Given problem 1: Please retype the part of the IRA text from "- Avoid penalties" up to and including "board and uniforms.".
Given problem 2: According to the IRA text, what did the Education IRA's annual contribution limit rise to in 2002?
Given problem 3: Condense the paragraph of the IRA text that begins "A SEP-IRA (Simplified Employee Pension Plan) is" into a shorter version that keeps its main facts.

Text provided:

Eligible distributions can be rolled over to a Rollover IRA — which will enable them to:
- Maintain their retirement savings in a tax-deferred account.
- Avoid penalties and taxes for any early distributions they may receive from their employer-sponsored retirement plans
- Allow their account earnings to continue to accumulate on a tax-deferred basis
- Enjoy the convenience of having their retirement assets in one account
Education IRA
The Education IRA accumulates tax-deferred earnings to pay education expenses, which may be withdrawn tax-free. The account may be established for a child under 18.
- In 2002, the annual contribution limit was increased from $500 to $2,000. You can make a contribution for 2003 up until April 15 th 2004.
- Qualified education expenses have been broadened to include elementary and secondary school.
- Covered expenses include tuition, fees, tutoring, books, supplies, board and uniforms.
Simplified Employee Pension Plans
A SEP-IRA (Simplified Employee Pension Plan) is a tax-deferred retirement plan designed for self-employed individuals, independent contractors, or small-business owners seeking to create a retirement plan for themselves and/or to provide a valuable benefit for employees. Employer and employee contributions to the SEP plan are deductible as a business expense and receive tax-deferred growth. Contributions can be made up until the employer's tax filing deadline, including extensions.

Record set:
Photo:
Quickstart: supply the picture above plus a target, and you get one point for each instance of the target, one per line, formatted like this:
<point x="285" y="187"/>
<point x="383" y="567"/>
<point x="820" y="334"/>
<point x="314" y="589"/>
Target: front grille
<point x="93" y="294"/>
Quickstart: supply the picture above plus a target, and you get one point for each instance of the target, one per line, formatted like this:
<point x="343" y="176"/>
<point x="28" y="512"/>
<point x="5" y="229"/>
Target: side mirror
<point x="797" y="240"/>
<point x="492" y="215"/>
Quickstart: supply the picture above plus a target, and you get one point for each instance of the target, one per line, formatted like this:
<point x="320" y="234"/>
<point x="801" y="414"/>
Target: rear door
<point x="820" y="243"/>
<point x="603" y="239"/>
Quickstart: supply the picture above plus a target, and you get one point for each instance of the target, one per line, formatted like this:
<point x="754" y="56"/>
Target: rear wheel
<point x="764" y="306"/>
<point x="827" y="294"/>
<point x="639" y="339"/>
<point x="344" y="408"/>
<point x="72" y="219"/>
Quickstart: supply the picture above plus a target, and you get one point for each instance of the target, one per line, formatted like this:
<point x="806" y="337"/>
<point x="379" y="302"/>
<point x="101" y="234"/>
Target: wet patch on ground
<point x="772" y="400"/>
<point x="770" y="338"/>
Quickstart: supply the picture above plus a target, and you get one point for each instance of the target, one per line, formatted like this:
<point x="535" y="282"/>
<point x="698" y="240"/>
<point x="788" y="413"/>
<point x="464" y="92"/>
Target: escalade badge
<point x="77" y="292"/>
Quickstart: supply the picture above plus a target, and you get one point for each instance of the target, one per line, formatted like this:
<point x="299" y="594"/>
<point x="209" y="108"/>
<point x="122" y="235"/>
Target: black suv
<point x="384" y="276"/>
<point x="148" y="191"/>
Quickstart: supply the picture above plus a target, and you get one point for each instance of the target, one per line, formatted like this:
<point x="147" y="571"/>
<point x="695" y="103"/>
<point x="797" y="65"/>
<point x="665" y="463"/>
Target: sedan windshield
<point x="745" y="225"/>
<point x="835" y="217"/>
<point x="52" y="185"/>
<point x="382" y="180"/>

Exercise response 1:
- Avoid penalties and taxes for any early distributions they may receive from their employer-sponsored retirement plans
- Allow their account earnings to continue to accumulate on a tax-deferred basis
- Enjoy the convenience of having their retirement assets in one account
Education IRA
The Education IRA accumulates tax-deferred earnings to pay education expenses, which may be withdrawn tax-free. The account may be established for a child under 18.
- In 2002, the annual contribution limit was increased from $500 to $2,000. You can make a contribution for 2003 up until April 15 th 2004.
- Qualified education expenses have been broadened to include elementary and secondary school.
- Covered expenses include tuition, fees, tutoring, books, supplies, board and uniforms.

Exercise response 2: It rose to $2,000, up from $500.

Exercise response 3: A SEP-IRA is a tax-deferred retirement plan for self-employed people, independent contractors, and small-business owners who want a retirement plan for themselves and/or a benefit for employees. Employer and employee contributions are deductible as a business expense and grow tax-deferred. Contributions are allowed until the employer's tax filing deadline, including extensions.